**Given exercise 1:** In the records further down, take the lines starting at the line containing "of the gesturing" and ending at the last line of the records, and format them as a Markdown table with the columns "No." and "Entry", leaving out blank lines.

+ + + +

Tuesday, October 8, 2013

P is for Premise

Directing the Imagination

   
We all use our imagination – every time we think about what will happen if we do this or don’t do that, make one decision or another, trying to predict the consequences.  To get an idea for a story, it’s only necessary to point the imagination in a specific direction.  And that direction is determined by personal preference and what kind of story you want to tell.

Start with a source, from the nightly news to a scholarly article to anything else.  It can be what you normally read (or watch or listen to) or something you specifically choose as inspiration.  For example, I like Science Daily, which has interesting articles about fascinating new discoveries – material useful to inspire ideas for speculative fiction.

There was one article about certain parasites that get into the brain and actually control behavior.  One of which gets inside ant brains and makes them march up blades of grass and cling to the top and just wait for some sheep to come by and eat them along with the grass.  Because where that parasite really wants to be is inside a sheep’s intestines.

Think about the possibilities inherent just in that one article – what might be different?  If not an ant’s, what other brains might a parasite target – pigeons, domestic pets, or people?  Each answer leads to new questions.  How would the parasite get into its host?  The potential answers vary depending on what that host might be.

+ + + +

**Given exercise 2:** Resume the piece on finding a story premise after its last sentence.

**Listed entries:**
+ + + +

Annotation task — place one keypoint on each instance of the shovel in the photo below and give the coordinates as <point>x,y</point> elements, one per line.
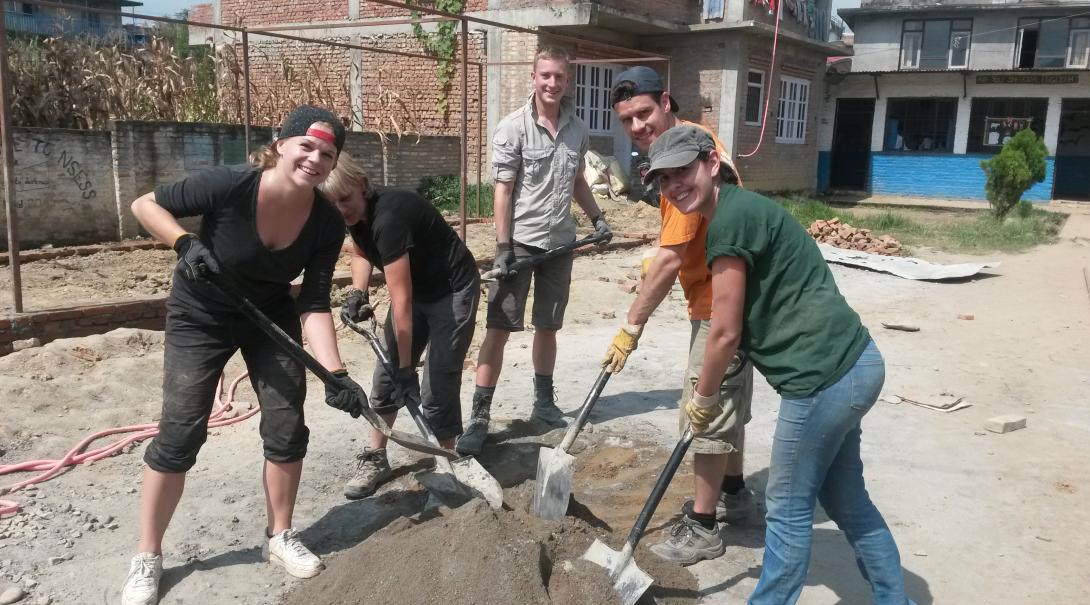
<point>297,351</point>
<point>555,467</point>
<point>493,275</point>
<point>455,482</point>
<point>629,581</point>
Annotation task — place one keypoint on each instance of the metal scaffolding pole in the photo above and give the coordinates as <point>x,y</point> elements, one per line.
<point>465,123</point>
<point>9,173</point>
<point>245,83</point>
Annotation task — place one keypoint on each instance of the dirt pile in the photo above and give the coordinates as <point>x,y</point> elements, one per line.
<point>842,234</point>
<point>477,555</point>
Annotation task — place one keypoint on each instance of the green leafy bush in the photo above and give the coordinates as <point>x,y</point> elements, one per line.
<point>444,192</point>
<point>1016,168</point>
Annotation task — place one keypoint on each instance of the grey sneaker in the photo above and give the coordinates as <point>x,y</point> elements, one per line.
<point>689,543</point>
<point>472,440</point>
<point>142,585</point>
<point>288,552</point>
<point>731,508</point>
<point>372,470</point>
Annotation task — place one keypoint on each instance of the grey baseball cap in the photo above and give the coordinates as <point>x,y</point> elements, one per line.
<point>644,81</point>
<point>676,147</point>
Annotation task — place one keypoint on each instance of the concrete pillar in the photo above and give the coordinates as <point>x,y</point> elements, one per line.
<point>877,126</point>
<point>728,109</point>
<point>1052,124</point>
<point>961,124</point>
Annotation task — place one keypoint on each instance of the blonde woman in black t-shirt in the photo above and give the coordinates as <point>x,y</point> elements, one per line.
<point>434,293</point>
<point>261,227</point>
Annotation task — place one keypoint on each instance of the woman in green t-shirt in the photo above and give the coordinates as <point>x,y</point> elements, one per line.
<point>774,297</point>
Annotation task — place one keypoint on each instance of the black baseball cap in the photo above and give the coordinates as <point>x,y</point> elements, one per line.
<point>644,81</point>
<point>298,123</point>
<point>676,147</point>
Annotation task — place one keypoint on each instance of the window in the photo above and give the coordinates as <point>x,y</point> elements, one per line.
<point>1043,43</point>
<point>989,112</point>
<point>592,96</point>
<point>791,118</point>
<point>754,97</point>
<point>935,44</point>
<point>960,36</point>
<point>910,43</point>
<point>713,9</point>
<point>920,124</point>
<point>1078,44</point>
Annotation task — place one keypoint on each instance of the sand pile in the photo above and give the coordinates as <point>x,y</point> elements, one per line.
<point>844,236</point>
<point>475,555</point>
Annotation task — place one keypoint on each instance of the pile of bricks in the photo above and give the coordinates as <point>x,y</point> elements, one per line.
<point>842,234</point>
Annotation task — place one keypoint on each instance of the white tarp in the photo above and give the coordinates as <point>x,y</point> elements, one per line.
<point>906,267</point>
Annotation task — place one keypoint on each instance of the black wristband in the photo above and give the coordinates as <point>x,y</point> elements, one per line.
<point>183,242</point>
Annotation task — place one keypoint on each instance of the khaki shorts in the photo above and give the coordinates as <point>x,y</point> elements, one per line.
<point>727,432</point>
<point>507,298</point>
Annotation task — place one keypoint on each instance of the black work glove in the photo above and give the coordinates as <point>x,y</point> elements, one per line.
<point>194,258</point>
<point>358,306</point>
<point>346,396</point>
<point>408,386</point>
<point>505,257</point>
<point>602,229</point>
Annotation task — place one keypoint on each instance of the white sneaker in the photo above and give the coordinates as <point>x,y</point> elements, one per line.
<point>287,551</point>
<point>142,585</point>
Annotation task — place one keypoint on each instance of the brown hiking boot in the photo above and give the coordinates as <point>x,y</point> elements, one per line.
<point>372,470</point>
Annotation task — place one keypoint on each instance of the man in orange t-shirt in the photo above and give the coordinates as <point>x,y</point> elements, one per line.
<point>645,110</point>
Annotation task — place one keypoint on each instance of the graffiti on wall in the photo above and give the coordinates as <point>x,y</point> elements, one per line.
<point>45,169</point>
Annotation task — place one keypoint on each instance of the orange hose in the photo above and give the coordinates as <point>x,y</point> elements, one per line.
<point>49,469</point>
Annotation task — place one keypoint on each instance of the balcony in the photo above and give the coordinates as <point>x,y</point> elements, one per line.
<point>48,25</point>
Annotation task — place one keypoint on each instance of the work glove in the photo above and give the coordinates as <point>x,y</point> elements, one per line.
<point>505,257</point>
<point>356,306</point>
<point>408,386</point>
<point>346,395</point>
<point>622,345</point>
<point>194,258</point>
<point>702,411</point>
<point>602,229</point>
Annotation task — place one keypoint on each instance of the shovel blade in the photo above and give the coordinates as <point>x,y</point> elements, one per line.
<point>629,582</point>
<point>477,480</point>
<point>553,488</point>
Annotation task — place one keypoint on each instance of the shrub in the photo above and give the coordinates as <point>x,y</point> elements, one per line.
<point>1016,168</point>
<point>444,191</point>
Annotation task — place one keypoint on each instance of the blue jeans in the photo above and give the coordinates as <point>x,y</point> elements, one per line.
<point>815,458</point>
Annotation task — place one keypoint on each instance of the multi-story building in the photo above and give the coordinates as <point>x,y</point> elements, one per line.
<point>721,68</point>
<point>25,17</point>
<point>935,86</point>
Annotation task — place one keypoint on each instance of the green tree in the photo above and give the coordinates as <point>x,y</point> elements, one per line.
<point>1016,168</point>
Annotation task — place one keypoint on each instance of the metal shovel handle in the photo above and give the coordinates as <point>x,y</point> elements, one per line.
<point>539,258</point>
<point>659,488</point>
<point>384,359</point>
<point>295,350</point>
<point>584,412</point>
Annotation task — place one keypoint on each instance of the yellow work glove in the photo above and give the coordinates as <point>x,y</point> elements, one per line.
<point>702,411</point>
<point>622,345</point>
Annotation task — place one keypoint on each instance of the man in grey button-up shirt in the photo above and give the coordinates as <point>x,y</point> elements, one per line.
<point>537,164</point>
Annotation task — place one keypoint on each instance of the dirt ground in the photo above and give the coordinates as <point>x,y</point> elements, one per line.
<point>979,517</point>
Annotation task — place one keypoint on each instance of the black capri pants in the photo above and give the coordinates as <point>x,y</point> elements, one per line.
<point>197,347</point>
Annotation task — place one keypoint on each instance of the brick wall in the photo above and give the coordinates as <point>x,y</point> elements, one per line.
<point>147,154</point>
<point>779,166</point>
<point>70,323</point>
<point>64,192</point>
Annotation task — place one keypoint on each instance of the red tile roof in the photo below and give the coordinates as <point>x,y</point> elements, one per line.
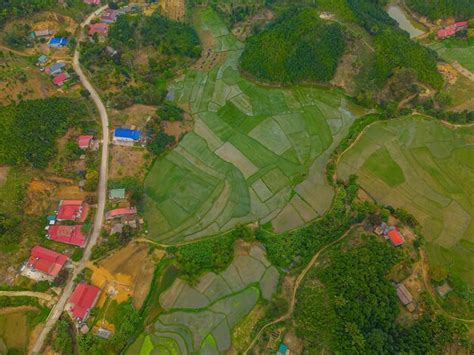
<point>84,141</point>
<point>99,27</point>
<point>72,210</point>
<point>46,260</point>
<point>60,79</point>
<point>119,212</point>
<point>83,298</point>
<point>67,234</point>
<point>395,237</point>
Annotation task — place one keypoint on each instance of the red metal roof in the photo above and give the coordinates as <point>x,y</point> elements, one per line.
<point>67,234</point>
<point>99,27</point>
<point>83,298</point>
<point>72,210</point>
<point>60,79</point>
<point>47,261</point>
<point>395,237</point>
<point>119,212</point>
<point>84,141</point>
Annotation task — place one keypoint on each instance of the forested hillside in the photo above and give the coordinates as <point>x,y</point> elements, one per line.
<point>435,9</point>
<point>298,46</point>
<point>28,130</point>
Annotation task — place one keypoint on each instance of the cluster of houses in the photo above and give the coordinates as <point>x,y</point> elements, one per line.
<point>451,30</point>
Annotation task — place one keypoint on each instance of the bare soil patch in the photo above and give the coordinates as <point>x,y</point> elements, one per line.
<point>132,263</point>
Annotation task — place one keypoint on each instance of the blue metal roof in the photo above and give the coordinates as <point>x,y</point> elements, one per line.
<point>127,133</point>
<point>58,41</point>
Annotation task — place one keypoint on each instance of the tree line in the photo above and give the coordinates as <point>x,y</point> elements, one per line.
<point>296,47</point>
<point>435,9</point>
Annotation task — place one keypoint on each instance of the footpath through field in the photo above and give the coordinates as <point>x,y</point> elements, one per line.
<point>101,196</point>
<point>297,284</point>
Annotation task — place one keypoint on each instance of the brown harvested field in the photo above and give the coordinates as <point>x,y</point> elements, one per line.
<point>128,161</point>
<point>4,174</point>
<point>132,263</point>
<point>135,115</point>
<point>174,9</point>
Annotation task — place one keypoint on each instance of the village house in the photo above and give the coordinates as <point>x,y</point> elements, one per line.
<point>43,33</point>
<point>55,68</point>
<point>117,194</point>
<point>121,212</point>
<point>451,30</point>
<point>72,210</point>
<point>58,42</point>
<point>100,28</point>
<point>59,79</point>
<point>395,237</point>
<point>71,235</point>
<point>42,59</point>
<point>405,297</point>
<point>84,141</point>
<point>82,300</point>
<point>43,264</point>
<point>126,136</point>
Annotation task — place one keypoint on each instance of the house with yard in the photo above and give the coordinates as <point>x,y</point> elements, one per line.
<point>82,300</point>
<point>60,79</point>
<point>121,212</point>
<point>126,136</point>
<point>84,141</point>
<point>71,235</point>
<point>117,194</point>
<point>395,237</point>
<point>72,210</point>
<point>58,42</point>
<point>56,68</point>
<point>405,297</point>
<point>451,30</point>
<point>43,33</point>
<point>43,264</point>
<point>100,28</point>
<point>42,59</point>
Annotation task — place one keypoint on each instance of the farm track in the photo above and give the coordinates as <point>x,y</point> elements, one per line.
<point>297,284</point>
<point>101,194</point>
<point>40,295</point>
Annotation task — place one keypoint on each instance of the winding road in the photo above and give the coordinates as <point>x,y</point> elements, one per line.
<point>297,284</point>
<point>101,196</point>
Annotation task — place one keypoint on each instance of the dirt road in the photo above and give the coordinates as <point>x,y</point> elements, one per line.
<point>298,282</point>
<point>41,295</point>
<point>101,197</point>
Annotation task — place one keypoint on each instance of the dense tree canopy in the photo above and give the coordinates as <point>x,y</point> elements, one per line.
<point>298,46</point>
<point>435,9</point>
<point>29,129</point>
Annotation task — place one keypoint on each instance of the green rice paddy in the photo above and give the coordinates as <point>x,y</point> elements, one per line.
<point>453,50</point>
<point>426,168</point>
<point>255,153</point>
<point>200,318</point>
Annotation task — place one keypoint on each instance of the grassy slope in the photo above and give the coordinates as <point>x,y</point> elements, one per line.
<point>437,167</point>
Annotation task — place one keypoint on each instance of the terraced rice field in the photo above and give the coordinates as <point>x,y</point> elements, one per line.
<point>255,153</point>
<point>452,51</point>
<point>426,168</point>
<point>200,318</point>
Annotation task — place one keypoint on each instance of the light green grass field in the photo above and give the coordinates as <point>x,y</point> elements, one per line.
<point>249,149</point>
<point>426,168</point>
<point>200,318</point>
<point>455,50</point>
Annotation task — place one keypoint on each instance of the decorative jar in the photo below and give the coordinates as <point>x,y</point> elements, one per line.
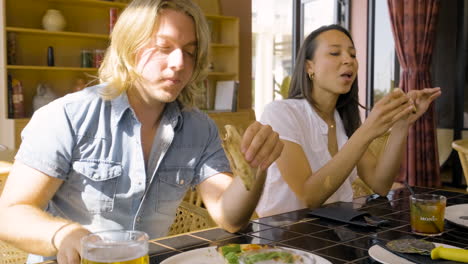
<point>53,20</point>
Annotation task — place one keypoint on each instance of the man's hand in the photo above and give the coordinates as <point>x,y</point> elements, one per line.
<point>67,240</point>
<point>261,145</point>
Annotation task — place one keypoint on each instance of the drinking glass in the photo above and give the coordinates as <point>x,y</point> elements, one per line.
<point>427,214</point>
<point>115,247</point>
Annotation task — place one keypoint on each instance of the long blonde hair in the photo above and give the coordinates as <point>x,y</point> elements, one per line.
<point>133,31</point>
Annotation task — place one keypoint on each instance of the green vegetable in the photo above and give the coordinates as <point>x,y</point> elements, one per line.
<point>232,258</point>
<point>284,256</point>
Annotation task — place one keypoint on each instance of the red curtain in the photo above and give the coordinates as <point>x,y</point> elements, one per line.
<point>413,25</point>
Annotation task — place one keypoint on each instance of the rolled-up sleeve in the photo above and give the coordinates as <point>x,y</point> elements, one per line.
<point>213,159</point>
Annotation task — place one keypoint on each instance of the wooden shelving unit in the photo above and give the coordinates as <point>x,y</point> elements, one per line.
<point>23,19</point>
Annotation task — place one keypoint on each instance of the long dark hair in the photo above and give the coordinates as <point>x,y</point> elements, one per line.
<point>301,86</point>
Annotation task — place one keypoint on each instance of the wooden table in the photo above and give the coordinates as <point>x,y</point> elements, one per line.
<point>339,243</point>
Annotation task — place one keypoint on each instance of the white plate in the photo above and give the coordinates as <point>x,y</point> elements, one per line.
<point>386,257</point>
<point>453,213</point>
<point>209,255</point>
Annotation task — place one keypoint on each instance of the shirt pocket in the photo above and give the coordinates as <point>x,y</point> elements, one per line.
<point>172,186</point>
<point>98,180</point>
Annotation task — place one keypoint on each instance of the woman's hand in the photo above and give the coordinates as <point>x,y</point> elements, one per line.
<point>261,145</point>
<point>393,107</point>
<point>422,99</point>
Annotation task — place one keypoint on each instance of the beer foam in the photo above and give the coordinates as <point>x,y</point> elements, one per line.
<point>118,252</point>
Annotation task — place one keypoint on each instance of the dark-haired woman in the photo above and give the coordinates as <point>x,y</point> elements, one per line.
<point>325,145</point>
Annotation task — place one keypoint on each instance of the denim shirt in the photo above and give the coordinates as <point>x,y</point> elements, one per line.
<point>94,146</point>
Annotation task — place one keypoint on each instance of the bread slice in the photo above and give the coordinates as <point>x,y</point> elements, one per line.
<point>240,166</point>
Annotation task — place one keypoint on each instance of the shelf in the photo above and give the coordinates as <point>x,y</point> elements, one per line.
<point>47,68</point>
<point>221,74</point>
<point>55,68</point>
<point>220,45</point>
<point>219,17</point>
<point>56,33</point>
<point>94,3</point>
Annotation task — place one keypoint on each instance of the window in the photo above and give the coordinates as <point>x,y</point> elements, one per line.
<point>384,69</point>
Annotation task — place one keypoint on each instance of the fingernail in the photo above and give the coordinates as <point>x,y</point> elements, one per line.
<point>248,156</point>
<point>255,163</point>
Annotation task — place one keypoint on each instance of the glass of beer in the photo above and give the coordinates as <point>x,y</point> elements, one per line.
<point>427,214</point>
<point>115,247</point>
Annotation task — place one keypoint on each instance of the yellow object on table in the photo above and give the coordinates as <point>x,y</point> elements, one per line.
<point>4,171</point>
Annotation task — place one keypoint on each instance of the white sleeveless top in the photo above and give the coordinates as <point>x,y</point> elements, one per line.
<point>296,121</point>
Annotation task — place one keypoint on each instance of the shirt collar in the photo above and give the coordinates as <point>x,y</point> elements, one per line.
<point>172,112</point>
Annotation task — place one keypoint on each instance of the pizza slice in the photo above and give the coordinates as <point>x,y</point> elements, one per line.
<point>239,165</point>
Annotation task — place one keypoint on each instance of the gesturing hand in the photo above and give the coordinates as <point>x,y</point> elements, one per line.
<point>261,145</point>
<point>387,111</point>
<point>422,99</point>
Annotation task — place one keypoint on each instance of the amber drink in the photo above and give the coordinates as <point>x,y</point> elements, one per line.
<point>115,247</point>
<point>427,214</point>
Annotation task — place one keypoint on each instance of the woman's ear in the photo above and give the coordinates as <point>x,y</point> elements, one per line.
<point>309,66</point>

+ + + +

**Expected answer 1:**
| No. | Entry |
|---|---|
| 1 | Annotation task — place one keypoint on each instance of the gesturing hand in the photo above and give the coordinates as <point>x,y</point> elements, one per line. |
| 2 | <point>261,145</point> |
| 3 | <point>387,111</point> |
| 4 | <point>422,99</point> |
| 5 | Annotation task — place one keypoint on each instance of the amber drink in the photo above and give the coordinates as <point>x,y</point> elements, one per line. |
| 6 | <point>115,247</point> |
| 7 | <point>427,214</point> |
| 8 | Annotation task — place one keypoint on each instance of the woman's ear in the photo above and give the coordinates as <point>x,y</point> elements, one per line. |
| 9 | <point>309,66</point> |

**Expected answer 2:**
More importantly, what kind of change in behavior might that parasite produce?  Something that would be weird, scary, hilarious, or all of the above?  And the big question wanting an answer – to what purpose?  What does the parasite need to achieve?  And does the change of behavior it engenders lead directly to that goal, or is it an incidental by-product?

Each potential answer is part of an idea, and when you string together a number of those in a way that makes sense and sounds interesting, you have the seed of a story.  (And the various combinations of possible speculations from that one article alone are probably in the millions.)

You can even select among different possibilities based on the kind of story you want to tell.  If you’re writing horror, you could choose to have a parasite turn loving pets into vicious killers.  If you desire comedy, the parasite might make people blurt out embarrassing truths.  And those are just a couple of examples.

Extrapolate from everything you read or hear or see, directing your speculation according to what you want to write.  All you need to do is keep thinking things through.  Then try and describe the premise for a story in a single sentence.

Using the previous examples, a story could be about a parasite in pet food that makes dogs attack their owners, because that parasite thrives on human blood.  Or a parasite in bottled water that makes people blurt out embarrassing truths because it excretes a chemical that lowers speech inhibitions to increase the stress-related hormones it feeds on.

Anything can be a starting point for such speculation – crime reports, political news, or what happened at your sister’s wedding.  Set aside the reality and start imagining what might’ve been different.  Let your mind follow a trail of ‘what if’s until you find something that appeals to your imagination.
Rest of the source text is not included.